> [Exercise text]:
----
Human Rights Watch said it stands ready to work with the Government of T&T to help forge a path forward to resolve this detention crisis. O
“Our research has found that these Trinidadian conditions are so dire and so inhuman in many cases that they may even amount to torture,” Tayler said.
“Many Trini’s are seriously ill and need surgery or other advanced medical care that is simply not available in Northeast Syria, which if any of you are not aware is a complex war zone. A very, very dangerous place. Turkey carried out airstrikes in recent months and as we know there was an earthquake whose repercussions came perilously close to these camps and prisons. Foreign men and older teens are held in prisons that are often overcrowded and in some cases rife with diseases such as tuberculosis.”
At least 36 countries have repatriated some or many of their nationals from Northeast Syria. Repatriations have increased since October 2022 with at least ten countries, including Barbados, bringing back some or many of their nationals. Many repatriated children are successfully reintegrating into their home countries, Human Rights Watch research has found.
Since the arrival of the Human Rights Watch in T&T and the announcement of the report being released, The office of the Attorney General in a media release claimed the group advised him that they intended to release a report of their “findings on Trinidad and Tobago on Tuesday, February 28, 2023” and requested that he meet with them on either February 27 or March 1.
The AG had said it appeared “wholly impractical to request a meeting with me on the 27th of February with reference to a report already prepared and intended to be released on the 28th of February. It would not appear that there was an intention for the Government’s actions to date to have been included in that report.”
Jo Becker, Advocacy Director, Children’s Rights Division at Human Rights Watch responded to Attorney General Reginald Armour’s press statement. She said they wrote to the Minister of National Security in December of last year asking for information on the Government’s plans for repatriation so that they could reflect this information in their report.
“We followed up, but have received only the briefest of replies with no details about the Government’s plans. Earlier this month, we asked for meetings with the Ministries of National Security, Foreign Affairs, and Legal Affairs to discuss these issues, but so far they have not agreed to meet with us.”
----
> [Supplied records]:
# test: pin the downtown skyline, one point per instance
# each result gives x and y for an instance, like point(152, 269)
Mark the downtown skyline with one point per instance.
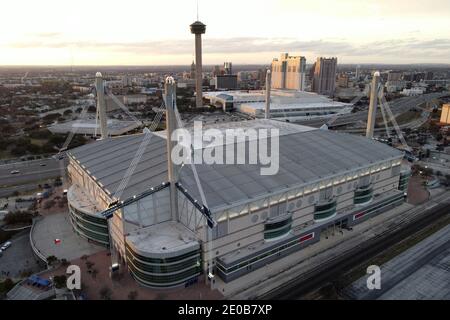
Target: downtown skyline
point(250, 32)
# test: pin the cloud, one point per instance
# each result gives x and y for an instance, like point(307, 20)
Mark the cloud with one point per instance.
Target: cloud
point(407, 47)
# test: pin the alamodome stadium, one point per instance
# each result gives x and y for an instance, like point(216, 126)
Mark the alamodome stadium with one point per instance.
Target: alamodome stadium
point(168, 225)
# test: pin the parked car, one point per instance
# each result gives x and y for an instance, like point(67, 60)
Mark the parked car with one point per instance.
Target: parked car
point(6, 245)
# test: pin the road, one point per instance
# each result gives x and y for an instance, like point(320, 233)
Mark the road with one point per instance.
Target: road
point(397, 106)
point(330, 271)
point(18, 258)
point(29, 171)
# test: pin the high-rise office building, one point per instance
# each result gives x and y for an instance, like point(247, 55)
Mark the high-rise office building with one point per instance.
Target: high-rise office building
point(324, 76)
point(228, 68)
point(288, 72)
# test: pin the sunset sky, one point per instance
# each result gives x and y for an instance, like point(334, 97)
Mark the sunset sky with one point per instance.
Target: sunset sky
point(148, 32)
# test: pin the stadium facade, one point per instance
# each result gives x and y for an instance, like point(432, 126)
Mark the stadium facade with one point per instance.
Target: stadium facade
point(289, 105)
point(326, 180)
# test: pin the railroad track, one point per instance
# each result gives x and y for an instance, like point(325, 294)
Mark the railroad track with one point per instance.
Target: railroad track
point(333, 269)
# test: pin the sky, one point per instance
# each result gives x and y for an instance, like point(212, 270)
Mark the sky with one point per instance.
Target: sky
point(149, 32)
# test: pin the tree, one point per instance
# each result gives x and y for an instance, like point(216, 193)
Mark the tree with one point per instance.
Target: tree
point(65, 263)
point(94, 273)
point(105, 293)
point(132, 295)
point(51, 259)
point(89, 264)
point(49, 204)
point(60, 281)
point(18, 217)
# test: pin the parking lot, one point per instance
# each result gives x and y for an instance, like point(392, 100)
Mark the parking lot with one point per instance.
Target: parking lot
point(18, 258)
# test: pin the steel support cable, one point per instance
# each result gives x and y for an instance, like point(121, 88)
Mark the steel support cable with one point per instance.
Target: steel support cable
point(204, 201)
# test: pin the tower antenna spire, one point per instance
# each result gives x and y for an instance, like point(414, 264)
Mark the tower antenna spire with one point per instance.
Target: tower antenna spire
point(197, 11)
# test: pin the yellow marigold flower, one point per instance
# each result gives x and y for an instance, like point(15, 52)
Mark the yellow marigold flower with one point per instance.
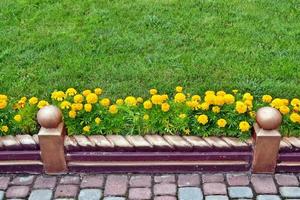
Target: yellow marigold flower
point(267, 98)
point(105, 102)
point(86, 129)
point(147, 105)
point(247, 96)
point(4, 129)
point(295, 117)
point(221, 123)
point(153, 91)
point(113, 109)
point(295, 102)
point(18, 118)
point(240, 107)
point(216, 109)
point(204, 106)
point(196, 98)
point(88, 107)
point(97, 120)
point(221, 93)
point(277, 103)
point(92, 98)
point(157, 99)
point(78, 98)
point(120, 102)
point(140, 99)
point(130, 101)
point(86, 92)
point(182, 116)
point(146, 117)
point(202, 119)
point(165, 107)
point(42, 104)
point(72, 114)
point(98, 91)
point(229, 99)
point(71, 92)
point(33, 101)
point(284, 109)
point(244, 126)
point(180, 97)
point(65, 105)
point(3, 104)
point(179, 89)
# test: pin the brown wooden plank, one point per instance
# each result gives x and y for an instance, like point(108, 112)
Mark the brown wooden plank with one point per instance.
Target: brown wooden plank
point(10, 143)
point(26, 141)
point(101, 142)
point(236, 143)
point(159, 143)
point(120, 143)
point(139, 142)
point(70, 143)
point(198, 143)
point(178, 142)
point(217, 143)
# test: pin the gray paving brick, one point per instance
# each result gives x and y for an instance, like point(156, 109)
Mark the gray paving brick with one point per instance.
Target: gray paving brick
point(240, 192)
point(41, 194)
point(190, 193)
point(90, 194)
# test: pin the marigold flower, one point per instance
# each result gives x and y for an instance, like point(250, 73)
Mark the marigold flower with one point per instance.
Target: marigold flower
point(18, 118)
point(88, 107)
point(202, 119)
point(147, 105)
point(179, 98)
point(113, 109)
point(165, 107)
point(91, 98)
point(221, 123)
point(244, 126)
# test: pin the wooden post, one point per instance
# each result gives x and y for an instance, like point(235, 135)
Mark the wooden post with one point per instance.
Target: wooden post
point(267, 140)
point(51, 140)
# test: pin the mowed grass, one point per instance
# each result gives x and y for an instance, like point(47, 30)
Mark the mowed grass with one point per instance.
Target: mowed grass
point(128, 47)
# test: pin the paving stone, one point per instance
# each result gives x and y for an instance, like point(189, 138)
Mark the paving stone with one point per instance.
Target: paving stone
point(237, 179)
point(92, 181)
point(165, 198)
point(116, 185)
point(164, 179)
point(17, 192)
point(286, 180)
point(71, 180)
point(66, 191)
point(263, 184)
point(45, 182)
point(190, 193)
point(165, 189)
point(290, 192)
point(23, 180)
point(4, 181)
point(41, 194)
point(268, 197)
point(212, 178)
point(214, 188)
point(139, 193)
point(140, 181)
point(188, 180)
point(90, 194)
point(216, 197)
point(240, 192)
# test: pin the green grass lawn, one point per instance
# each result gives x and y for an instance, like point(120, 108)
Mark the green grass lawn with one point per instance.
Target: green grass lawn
point(128, 47)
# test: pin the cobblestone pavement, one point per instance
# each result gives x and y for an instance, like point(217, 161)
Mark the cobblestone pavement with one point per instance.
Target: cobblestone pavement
point(143, 186)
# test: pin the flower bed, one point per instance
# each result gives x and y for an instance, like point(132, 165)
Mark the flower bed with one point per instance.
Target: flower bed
point(209, 114)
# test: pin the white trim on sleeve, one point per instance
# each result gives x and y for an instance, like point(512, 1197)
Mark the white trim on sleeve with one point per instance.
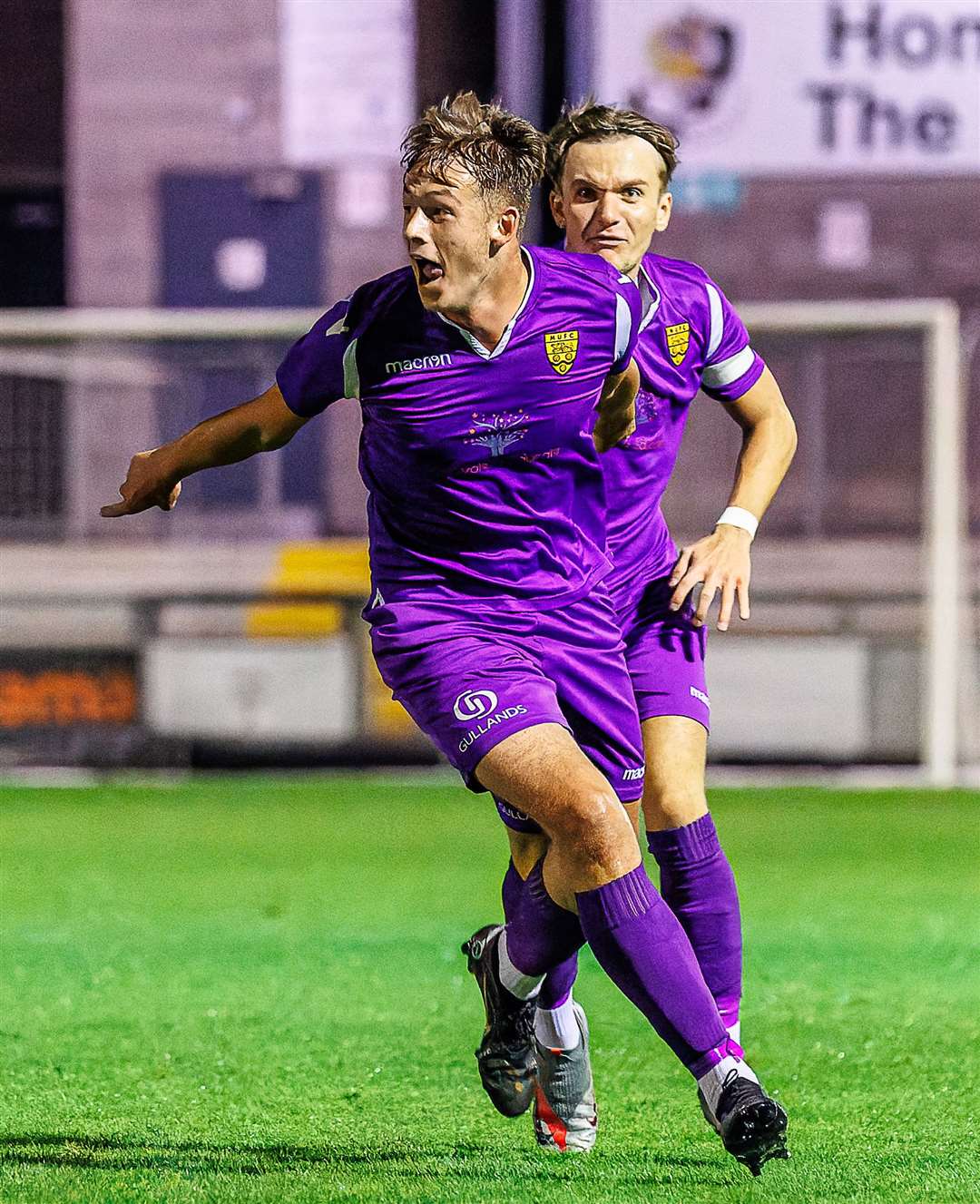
----
> [Activities]:
(1) In the passage about Trinidad and Tobago nationals held in Northeast Syria, how many countries have repatriated some or many of their nationals from that region?
(2) Carry on the passage about Trinidad and Tobago nationals held in Northeast Syria from its last sentence.

> [Expected responses]:
(1) At least 36 countries.

(2)
She said their also includes the Government’s commitments.
Calls to Armour and National Security Minister Fitzgerald Hinds went unanswered.
These are excerpts from the T&T nationals in videos provided by Human Rights Watch:
“My father lied to me, he told me that we were going to Disneyland,” said a detained 17-year-old Trinidadian boy taken by his father to Syria in 2014. “It’s not my fault, it’s my father’s fault. I wish I never came here to Syria. I just want to come back home, you know.”
A 19-year-old Trinidadian youth said, “My dad told me I was going to go to a hotel in Egypt and swim in a pool. I was 11 years old. I only knew the names of countries like Trinidad and America.”
He was among about 30 foreign youths–older teens and young men–detained 23 hours a day in a cell in Alaya prison that was just big enough to fit all their mattresses on the floor. The youths had only one toilet and shower and the stench permeated the cell, he said.
Three Trinidadians who went to Syria as adults said they thought they were going to a Muslim utopia, only to learn once they arrived that ISIS would not let them leave.
“This is a nightmare I cannot wake up from,” said a detained Trinidadian woman, adding that she was willing to serve prison time in Trinidad if she and her family were allowed to come home.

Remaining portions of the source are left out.